Assignment:
When you reach the line containing "TARGET: mint green jacket" in the entries below, please begin setting down lines exactly, stop only after the last one, and add nothing else.

⟨

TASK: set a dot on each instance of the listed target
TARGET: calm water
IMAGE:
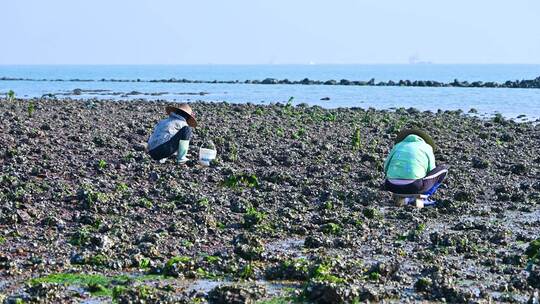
(510, 102)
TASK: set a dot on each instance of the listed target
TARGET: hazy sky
(271, 31)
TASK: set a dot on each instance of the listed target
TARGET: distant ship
(415, 60)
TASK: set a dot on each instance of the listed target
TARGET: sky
(269, 32)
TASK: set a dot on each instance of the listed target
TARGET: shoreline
(521, 84)
(77, 184)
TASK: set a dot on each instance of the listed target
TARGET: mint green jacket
(411, 158)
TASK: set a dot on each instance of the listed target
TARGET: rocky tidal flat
(291, 211)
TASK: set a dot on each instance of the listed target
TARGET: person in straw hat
(173, 133)
(410, 167)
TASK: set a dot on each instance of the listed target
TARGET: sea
(520, 104)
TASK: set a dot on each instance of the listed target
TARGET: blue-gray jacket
(165, 129)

⟩

Exercise output:
TARGET: mint green jacket
(411, 158)
TASK: set a dot on each instance of the listed target
TARGET: rocky tidal flat
(291, 211)
TASK: set a dot on each instance of the listed target
TARGET: person in straw hat
(173, 133)
(410, 167)
TASK: set a dot on each instance of the listed target
TARGET: sea
(520, 104)
TASK: set a dot on each instance of the listed target
TARGET: blue-gray jacket
(165, 129)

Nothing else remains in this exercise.